* Assigned task *
Reproduce the lines of the listing exactly, beginning at the top, until the line with "positive clicks: (87, 252) (89, 243)" has been reproduced too.
-.-.-
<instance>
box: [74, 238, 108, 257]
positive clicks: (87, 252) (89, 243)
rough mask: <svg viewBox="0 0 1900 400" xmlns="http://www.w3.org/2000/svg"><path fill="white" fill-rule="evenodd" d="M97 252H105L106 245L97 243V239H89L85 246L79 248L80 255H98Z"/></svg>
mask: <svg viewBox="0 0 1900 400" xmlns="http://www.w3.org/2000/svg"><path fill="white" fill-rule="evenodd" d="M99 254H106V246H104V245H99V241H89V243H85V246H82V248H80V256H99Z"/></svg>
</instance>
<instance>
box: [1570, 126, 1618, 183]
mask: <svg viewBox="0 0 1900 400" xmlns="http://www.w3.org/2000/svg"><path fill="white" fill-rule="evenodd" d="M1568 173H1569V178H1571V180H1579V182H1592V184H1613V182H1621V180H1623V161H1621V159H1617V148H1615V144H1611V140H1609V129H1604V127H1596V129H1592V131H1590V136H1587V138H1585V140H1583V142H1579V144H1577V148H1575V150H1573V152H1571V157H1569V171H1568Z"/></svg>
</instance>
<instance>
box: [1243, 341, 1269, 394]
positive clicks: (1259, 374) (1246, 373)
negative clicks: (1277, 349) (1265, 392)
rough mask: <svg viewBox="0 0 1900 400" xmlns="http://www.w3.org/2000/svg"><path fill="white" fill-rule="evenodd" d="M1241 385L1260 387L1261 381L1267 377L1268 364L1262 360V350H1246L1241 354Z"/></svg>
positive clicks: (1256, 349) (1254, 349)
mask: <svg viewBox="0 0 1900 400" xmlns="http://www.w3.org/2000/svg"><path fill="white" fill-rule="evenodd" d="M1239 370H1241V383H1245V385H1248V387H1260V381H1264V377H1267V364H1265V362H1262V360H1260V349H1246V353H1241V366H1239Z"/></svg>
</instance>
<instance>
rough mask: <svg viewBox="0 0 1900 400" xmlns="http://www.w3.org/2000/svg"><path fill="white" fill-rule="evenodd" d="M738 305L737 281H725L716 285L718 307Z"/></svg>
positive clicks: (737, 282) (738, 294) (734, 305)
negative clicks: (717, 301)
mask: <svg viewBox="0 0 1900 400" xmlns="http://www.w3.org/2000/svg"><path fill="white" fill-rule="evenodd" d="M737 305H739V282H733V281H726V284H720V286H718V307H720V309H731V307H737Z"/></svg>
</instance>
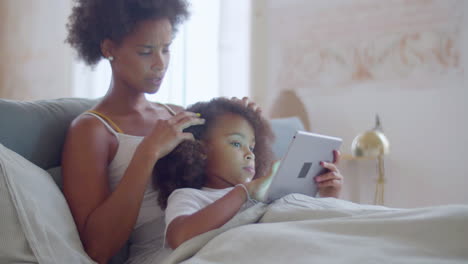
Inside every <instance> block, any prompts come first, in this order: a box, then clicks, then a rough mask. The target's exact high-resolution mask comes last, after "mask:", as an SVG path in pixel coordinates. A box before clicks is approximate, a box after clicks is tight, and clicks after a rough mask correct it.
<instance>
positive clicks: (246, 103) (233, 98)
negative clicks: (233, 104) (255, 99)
mask: <svg viewBox="0 0 468 264" xmlns="http://www.w3.org/2000/svg"><path fill="white" fill-rule="evenodd" d="M231 101H234V102H237V103H240V104H243V105H244V106H245V107H248V108H250V109H252V110H254V111H255V112H257V113H261V112H262V109H261V108H260V107H259V106H258V105H257V104H256V103H255V102H253V101H251V100H250V99H249V98H248V97H243V98H242V99H239V98H237V97H232V98H231Z"/></svg>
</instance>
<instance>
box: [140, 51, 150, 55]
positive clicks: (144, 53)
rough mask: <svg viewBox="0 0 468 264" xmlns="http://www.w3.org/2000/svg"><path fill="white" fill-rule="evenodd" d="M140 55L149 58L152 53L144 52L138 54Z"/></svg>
mask: <svg viewBox="0 0 468 264" xmlns="http://www.w3.org/2000/svg"><path fill="white" fill-rule="evenodd" d="M138 54H139V55H141V56H148V55H150V54H151V51H142V52H138Z"/></svg>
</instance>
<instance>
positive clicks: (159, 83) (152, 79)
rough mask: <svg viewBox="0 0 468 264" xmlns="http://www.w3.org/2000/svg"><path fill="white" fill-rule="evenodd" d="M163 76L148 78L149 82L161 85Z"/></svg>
mask: <svg viewBox="0 0 468 264" xmlns="http://www.w3.org/2000/svg"><path fill="white" fill-rule="evenodd" d="M162 79H163V78H162V77H161V78H150V79H148V81H149V82H151V83H152V84H153V85H157V86H159V85H161V82H162Z"/></svg>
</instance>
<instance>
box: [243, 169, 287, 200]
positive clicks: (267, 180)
mask: <svg viewBox="0 0 468 264" xmlns="http://www.w3.org/2000/svg"><path fill="white" fill-rule="evenodd" d="M279 164H280V161H279V160H278V161H275V162H274V163H273V164H272V166H271V168H270V170H269V171H268V173H267V174H266V175H265V176H261V177H259V178H256V179H255V180H253V181H251V182H248V183H246V184H245V187H247V190H248V191H249V195H250V197H251V198H252V199H254V200H257V201H261V202H264V201H265V200H266V192H267V190H268V187H269V186H270V184H271V181H272V179H273V176H274V175H275V173H276V171H277V170H278V167H279Z"/></svg>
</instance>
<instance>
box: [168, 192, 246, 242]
mask: <svg viewBox="0 0 468 264" xmlns="http://www.w3.org/2000/svg"><path fill="white" fill-rule="evenodd" d="M247 198H248V197H247V193H246V191H245V190H244V188H243V187H242V186H236V187H234V189H232V190H231V191H230V192H228V193H227V194H226V195H224V196H223V197H221V198H220V199H218V200H216V201H215V202H214V203H212V204H210V205H208V206H206V207H205V208H203V209H201V210H199V211H197V212H196V213H193V214H191V215H182V216H178V217H176V218H175V219H174V220H172V221H171V222H170V223H169V226H168V227H167V232H166V240H167V242H168V244H169V246H170V247H171V248H172V249H176V248H177V247H178V246H180V245H181V244H182V243H184V242H185V241H187V240H189V239H190V238H192V237H195V236H197V235H200V234H203V233H205V232H208V231H210V230H213V229H216V228H219V227H221V226H222V225H224V224H225V223H227V222H228V221H229V220H230V219H231V218H232V217H234V216H235V215H236V213H237V212H238V211H239V209H240V208H241V207H242V205H243V204H244V203H245V202H246V201H247Z"/></svg>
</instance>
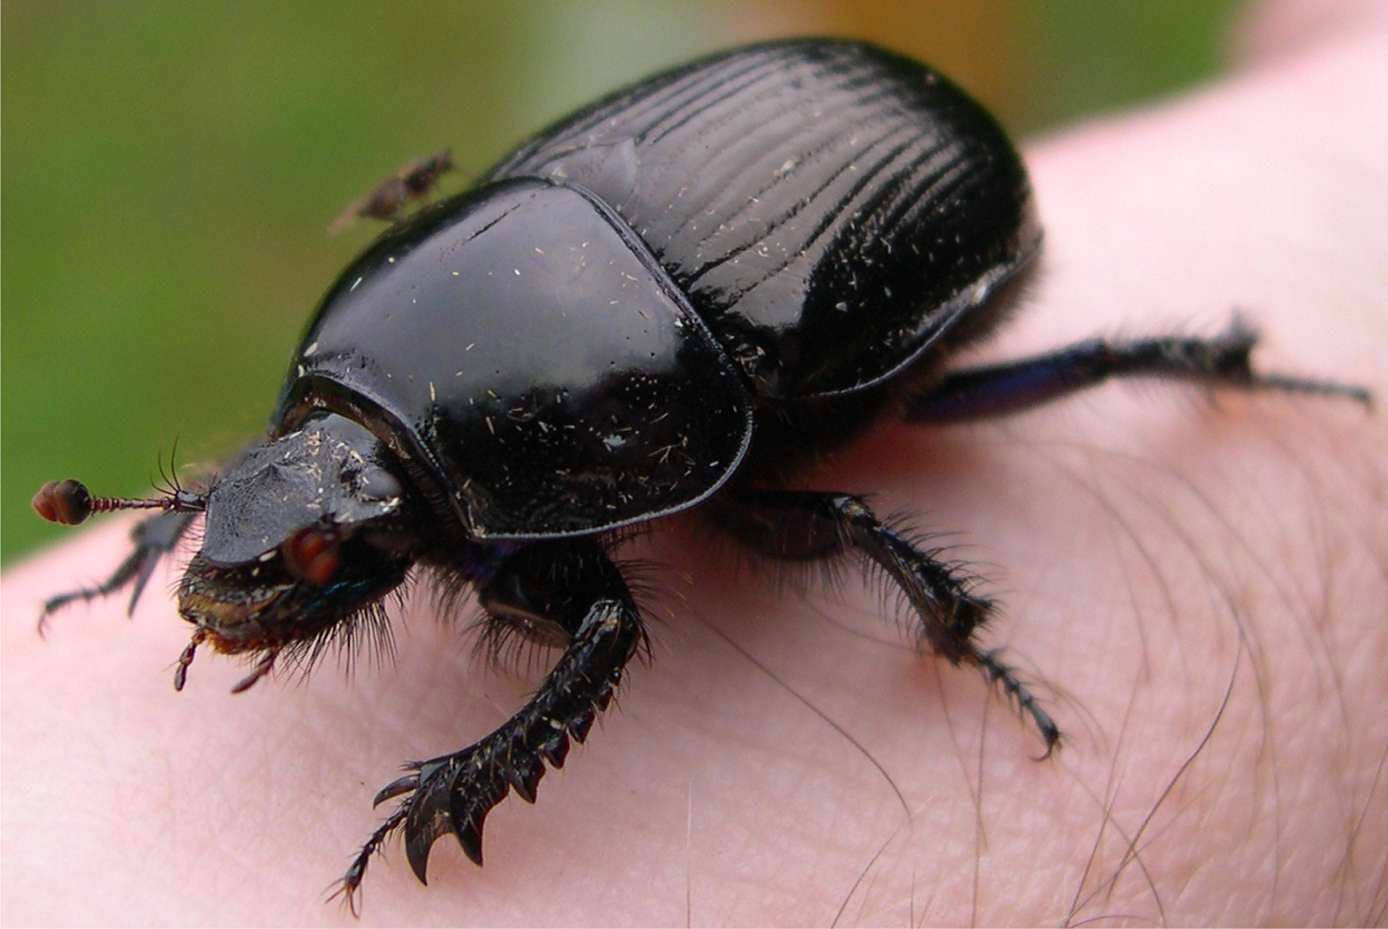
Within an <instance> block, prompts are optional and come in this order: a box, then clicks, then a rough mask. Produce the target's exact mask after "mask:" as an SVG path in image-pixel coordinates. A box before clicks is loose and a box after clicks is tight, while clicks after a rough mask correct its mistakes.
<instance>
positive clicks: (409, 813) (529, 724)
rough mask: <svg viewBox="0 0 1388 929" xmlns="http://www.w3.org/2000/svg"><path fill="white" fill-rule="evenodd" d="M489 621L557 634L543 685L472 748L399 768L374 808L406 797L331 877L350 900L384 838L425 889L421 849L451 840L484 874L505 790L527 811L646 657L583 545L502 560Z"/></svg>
mask: <svg viewBox="0 0 1388 929" xmlns="http://www.w3.org/2000/svg"><path fill="white" fill-rule="evenodd" d="M480 601H482V607H483V608H484V610H486V611H487V612H489V614H490V615H491V617H493V618H494V619H496V621H502V622H504V621H508V619H509V621H515V619H518V618H522V617H526V618H533V619H534V621H536V622H543V623H544V625H545V626H547V628H554V629H561V630H562V632H564V633H565V636H566V639H568V643H566V646H565V650H564V654H562V655H561V657H559V660H558V662H557V664H555V667H554V668H552V669H551V671H550V673H548V676H545V679H544V683H541V685H540V689H539V690H537V692H536V694H534V697H532V700H530V703H527V704H526V705H525V707H523V708H522V710H521V711H519V712H516V714H515V715H514V717H511V719H508V721H507V722H505V723H502V725H501V726H500V728H498V729H496V730H494V732H491V735H489V736H486V737H484V739H482V740H480V742H476V743H473V744H472V746H468V747H466V748H462V750H461V751H454V753H452V754H447V755H439V757H437V758H430V760H429V761H418V762H412V764H409V765H407V771H408V773H407V775H404V776H403V778H398V779H397V780H394V782H391V783H389V785H386V786H384V787H383V789H382V790H380V792H379V793H378V794H376V798H375V803H376V804H380V803H383V801H386V800H389V798H391V797H397V796H401V794H408V796H407V797H405V798H404V800H403V801H401V803H400V805H398V807H397V808H396V811H394V812H391V814H390V817H387V818H386V821H384V822H383V823H382V825H380V826H379V828H378V829H376V832H375V833H372V836H371V839H369V840H368V842H366V844H365V846H364V847H362V850H361V853H359V854H358V855H357V857H355V860H354V861H353V864H351V867H350V868H348V869H347V873H346V875H343V879H341V890H343V892H344V893H346V894H347V898H348V901H351V898H353V894H354V893H355V890H357V887H358V886H359V885H361V880H362V876H364V875H365V871H366V864H368V861H369V860H371V855H372V853H375V851H376V850H378V848H379V847H380V844H382V843H383V842H384V840H386V837H387V836H389V835H390V833H391V832H394V830H396V829H398V828H404V833H405V855H407V858H408V860H409V867H411V868H412V869H414V872H415V876H418V878H419V880H421V883H426V868H428V864H429V848H430V847H432V846H433V842H434V839H437V837H439V836H441V835H443V833H446V832H452V833H454V835H455V836H457V837H458V842H459V843H461V844H462V850H464V853H465V854H466V855H468V857H469V858H472V860H473V861H475V862H476V864H479V865H480V864H482V826H483V822H484V819H486V817H487V812H490V810H491V808H493V807H496V805H497V804H498V803H501V800H502V798H505V796H507V793H508V792H509V790H511V789H515V792H516V793H518V794H519V796H521V797H522V798H523V800H526V801H527V803H534V798H536V787H537V786H539V783H540V778H543V776H544V771H545V768H544V762H545V761H548V762H550V764H551V765H554V767H555V768H559V767H562V765H564V760H565V755H566V754H568V751H569V737H570V736H572V737H573V739H576V740H579V742H583V740H584V739H586V737H587V735H589V729H590V728H591V726H593V719H594V718H595V715H597V712H598V711H601V710H605V708H607V707H608V703H609V701H611V698H612V693H613V690H615V689H616V686H618V685H619V683H620V680H622V673H623V669H625V668H626V665H627V662H629V661H630V660H632V657H633V655H636V654H637V653H638V651H641V650H643V648H644V647H645V626H644V623H643V622H641V617H640V612H638V611H637V607H636V601H634V600H633V597H632V593H630V590H629V589H627V585H626V580H625V579H623V578H622V574H620V571H619V569H618V567H616V565H615V564H613V562H612V561H611V558H608V555H607V553H605V551H604V550H602V547H601V546H600V544H598V543H597V542H594V540H591V539H579V540H565V542H540V543H534V544H530V546H526V547H525V549H522V550H519V551H516V553H514V554H511V555H509V557H507V558H505V560H504V561H501V564H500V565H498V567H497V569H496V572H494V574H493V575H491V576H490V578H489V579H487V582H486V583H484V585H483V586H482V589H480Z"/></svg>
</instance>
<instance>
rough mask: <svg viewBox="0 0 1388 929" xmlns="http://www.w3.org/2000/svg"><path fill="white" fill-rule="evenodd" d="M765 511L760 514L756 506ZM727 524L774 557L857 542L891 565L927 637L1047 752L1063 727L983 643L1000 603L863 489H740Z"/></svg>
mask: <svg viewBox="0 0 1388 929" xmlns="http://www.w3.org/2000/svg"><path fill="white" fill-rule="evenodd" d="M758 510H759V511H762V512H761V514H758V512H756V511H758ZM720 515H722V517H723V521H725V525H726V526H727V528H730V529H733V530H734V532H736V535H737V536H738V537H740V539H741V540H744V542H747V543H750V544H752V546H754V547H755V549H758V550H761V551H763V553H766V554H770V555H776V557H790V558H811V560H824V558H833V557H837V555H843V554H845V553H847V551H851V550H855V551H858V553H859V554H861V555H863V557H865V558H868V560H870V561H872V562H873V564H876V565H877V567H880V568H881V569H883V571H886V572H887V576H890V578H891V579H892V580H895V583H897V585H898V586H899V587H901V589H902V592H904V593H905V594H906V599H908V600H909V603H911V605H912V608H913V611H915V614H916V617H917V618H919V623H920V625H919V630H920V636H922V639H923V640H926V642H929V643H930V646H931V648H933V650H934V651H936V653H937V654H940V655H944V657H945V658H948V660H949V661H951V662H954V664H972V665H976V667H979V668H981V669H983V671H984V673H985V675H987V678H988V680H990V683H994V685H997V686H998V687H999V689H1001V690H1002V693H1004V696H1005V697H1006V698H1008V700H1010V701H1012V703H1013V704H1015V705H1016V707H1017V710H1019V711H1022V712H1024V714H1026V715H1029V717H1030V718H1031V721H1033V722H1034V723H1035V728H1037V730H1038V732H1040V733H1041V739H1042V740H1044V742H1045V754H1044V755H1042V757H1044V758H1045V757H1049V755H1051V753H1052V751H1053V750H1055V747H1056V746H1058V744H1059V743H1060V730H1059V728H1058V726H1056V725H1055V721H1053V719H1051V715H1049V714H1048V712H1047V711H1045V710H1042V708H1041V705H1040V704H1038V703H1037V698H1035V697H1034V696H1033V694H1031V692H1030V690H1029V689H1027V687H1026V685H1024V683H1022V680H1020V679H1019V678H1017V675H1016V673H1015V672H1013V671H1012V668H1009V667H1008V665H1005V664H1004V662H1002V661H1001V660H999V658H998V651H983V650H980V648H979V646H977V643H976V640H974V635H976V632H977V630H979V629H980V628H981V626H983V625H984V623H985V622H987V621H988V618H990V617H991V614H992V611H994V604H992V601H990V600H988V599H985V597H981V596H979V594H977V593H974V592H973V590H972V580H970V579H969V578H967V576H965V575H963V574H962V572H960V571H959V569H958V568H956V567H954V565H949V564H945V562H942V561H940V560H938V554H940V553H938V551H931V550H923V549H920V546H919V544H917V543H916V542H913V540H912V539H909V537H908V533H905V532H904V530H902V529H899V528H895V526H892V525H888V524H886V522H883V521H881V519H880V518H877V515H876V514H874V512H873V511H872V508H869V507H868V504H866V503H865V501H863V499H862V497H856V496H852V494H845V493H830V492H815V490H761V492H744V493H740V494H738V496H737V497H736V499H734V503H733V510H725V511H723V512H722V514H720Z"/></svg>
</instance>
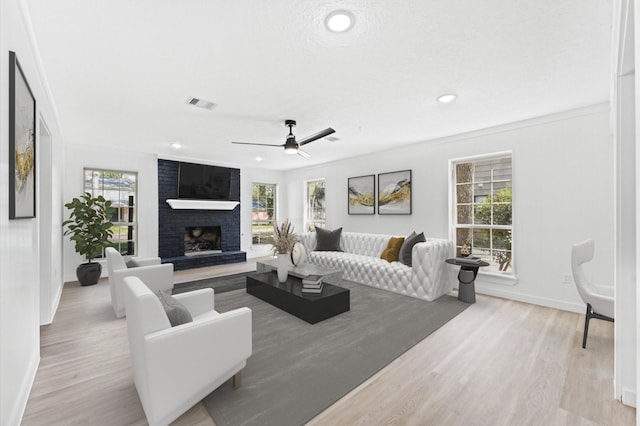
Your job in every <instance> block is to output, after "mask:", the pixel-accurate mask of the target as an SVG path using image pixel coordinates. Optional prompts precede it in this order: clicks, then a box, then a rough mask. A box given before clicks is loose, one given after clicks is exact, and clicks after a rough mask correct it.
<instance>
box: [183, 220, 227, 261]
mask: <svg viewBox="0 0 640 426" xmlns="http://www.w3.org/2000/svg"><path fill="white" fill-rule="evenodd" d="M221 241H222V236H221V228H220V227H219V226H190V227H187V228H185V230H184V255H185V256H197V255H203V254H212V253H222V246H221Z"/></svg>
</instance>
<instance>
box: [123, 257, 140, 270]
mask: <svg viewBox="0 0 640 426" xmlns="http://www.w3.org/2000/svg"><path fill="white" fill-rule="evenodd" d="M126 265H127V268H137V267H138V266H140V265H138V262H136V260H135V259H129V260H127V263H126Z"/></svg>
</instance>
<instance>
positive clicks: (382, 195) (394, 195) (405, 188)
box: [378, 170, 411, 214]
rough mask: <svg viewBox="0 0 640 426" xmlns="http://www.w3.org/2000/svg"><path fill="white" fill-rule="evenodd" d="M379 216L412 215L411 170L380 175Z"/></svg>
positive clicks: (407, 170) (378, 183)
mask: <svg viewBox="0 0 640 426" xmlns="http://www.w3.org/2000/svg"><path fill="white" fill-rule="evenodd" d="M378 214H411V170H402V171H399V172H391V173H379V174H378Z"/></svg>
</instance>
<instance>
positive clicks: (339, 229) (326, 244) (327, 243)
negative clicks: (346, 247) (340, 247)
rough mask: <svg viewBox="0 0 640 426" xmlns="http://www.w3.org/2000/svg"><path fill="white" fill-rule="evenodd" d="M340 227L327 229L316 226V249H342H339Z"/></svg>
mask: <svg viewBox="0 0 640 426" xmlns="http://www.w3.org/2000/svg"><path fill="white" fill-rule="evenodd" d="M341 234H342V228H338V229H335V230H333V231H329V230H327V229H323V228H318V227H316V251H342V250H341V249H340V235H341Z"/></svg>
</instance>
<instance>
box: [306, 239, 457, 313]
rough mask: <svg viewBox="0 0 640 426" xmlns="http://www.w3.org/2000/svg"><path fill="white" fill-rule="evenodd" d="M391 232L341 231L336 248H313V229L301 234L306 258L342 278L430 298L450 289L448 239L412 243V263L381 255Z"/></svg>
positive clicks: (404, 292)
mask: <svg viewBox="0 0 640 426" xmlns="http://www.w3.org/2000/svg"><path fill="white" fill-rule="evenodd" d="M391 237H392V235H382V234H367V233H357V232H342V235H341V237H340V248H341V249H342V250H343V251H342V252H337V251H314V249H315V247H316V233H315V232H308V233H304V234H301V235H300V242H301V243H302V245H303V246H304V248H305V251H306V253H307V262H309V263H313V264H315V265H319V266H325V267H328V268H334V269H340V270H342V271H343V278H344V279H347V280H351V281H355V282H358V283H361V284H366V285H370V286H372V287H377V288H380V289H383V290H388V291H392V292H394V293H400V294H404V295H407V296H411V297H415V298H418V299H423V300H427V301H432V300H435V299H437V298H438V297H440V296H442V295H444V294H447V293H449V292H450V291H451V290H452V289H453V287H454V284H455V282H456V281H455V271H454V270H453V269H452V268H450V267H449V266H448V265H447V264H446V263H445V259H447V258H449V257H451V256H452V255H453V243H452V242H451V241H450V240H445V239H439V238H426V240H427V241H426V242H424V243H418V244H416V245H415V246H413V250H412V252H411V259H412V262H411V263H412V266H407V265H404V264H403V263H400V262H387V261H386V260H384V259H381V258H380V255H381V254H382V251H383V250H384V249H385V248H387V244H388V243H389V239H390V238H391Z"/></svg>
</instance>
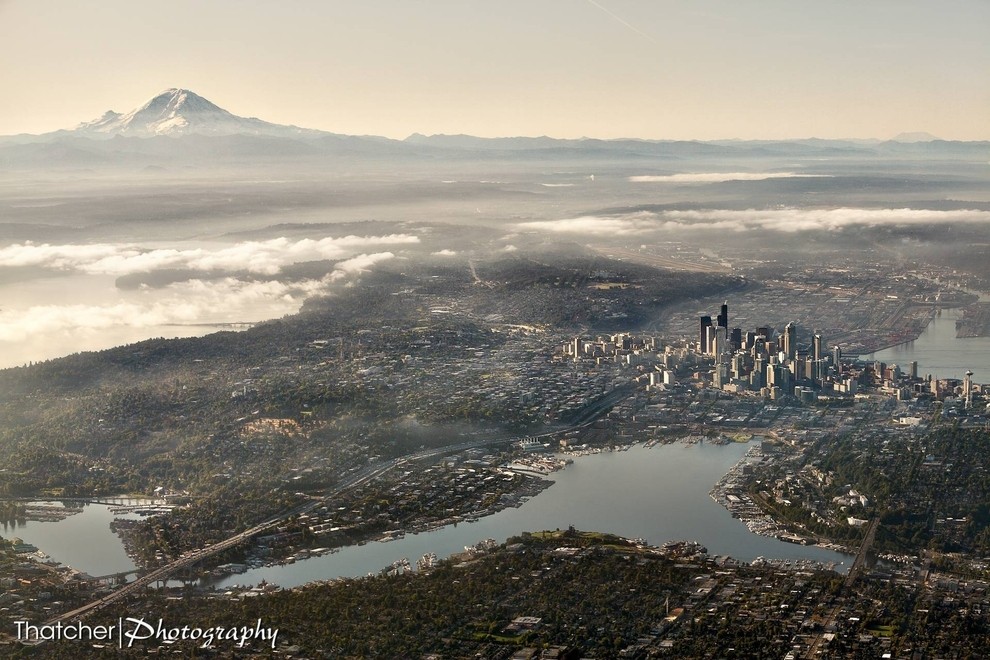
-.-.-
* Solved problem *
<instance>
box: [74, 238, 108, 257]
positive clicks: (87, 252) (89, 243)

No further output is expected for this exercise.